▶ [WHAT IS BEING ASKED]
Can you write out the lines from the line with "Outline the forest" to the line with "0,0 -> 424,516", changing "forest" to "woodland" and leaving everything else as it is? Give only those lines.

▶ [PROVIDED RECORDS]
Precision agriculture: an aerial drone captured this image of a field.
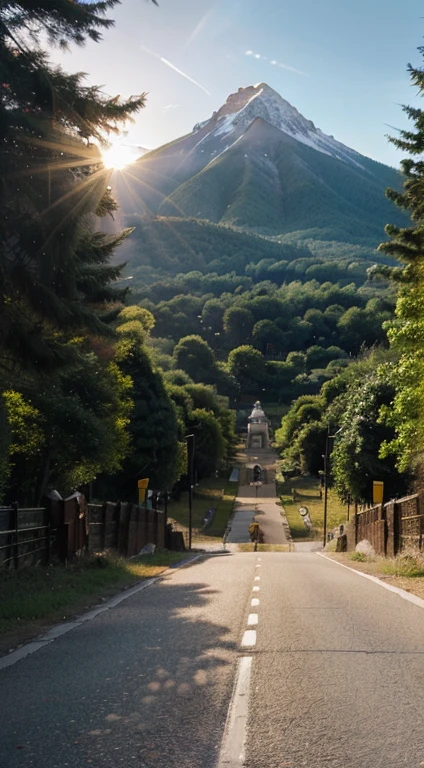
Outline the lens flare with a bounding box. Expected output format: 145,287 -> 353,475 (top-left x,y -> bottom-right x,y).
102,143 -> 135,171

...

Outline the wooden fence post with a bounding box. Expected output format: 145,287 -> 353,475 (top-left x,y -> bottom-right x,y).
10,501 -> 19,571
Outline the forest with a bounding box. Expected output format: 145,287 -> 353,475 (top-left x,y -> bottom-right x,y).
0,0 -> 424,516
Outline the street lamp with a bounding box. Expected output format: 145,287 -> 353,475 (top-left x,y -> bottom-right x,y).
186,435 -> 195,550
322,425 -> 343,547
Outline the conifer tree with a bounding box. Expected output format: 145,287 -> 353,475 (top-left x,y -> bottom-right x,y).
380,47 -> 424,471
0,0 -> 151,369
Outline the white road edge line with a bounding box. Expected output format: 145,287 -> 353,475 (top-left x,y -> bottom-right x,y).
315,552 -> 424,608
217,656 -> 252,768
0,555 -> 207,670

* * *

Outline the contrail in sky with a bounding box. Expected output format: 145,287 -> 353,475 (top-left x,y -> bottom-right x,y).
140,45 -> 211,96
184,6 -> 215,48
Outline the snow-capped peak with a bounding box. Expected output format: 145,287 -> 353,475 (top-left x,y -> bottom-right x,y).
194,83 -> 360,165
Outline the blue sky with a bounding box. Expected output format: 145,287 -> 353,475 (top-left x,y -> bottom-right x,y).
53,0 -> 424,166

▶ [TASK RESPONSE]
Outline the woodland with a bounding box. Expected output format: 145,287 -> 353,475 (top-left x,y -> bottom-right x,y).
0,0 -> 424,516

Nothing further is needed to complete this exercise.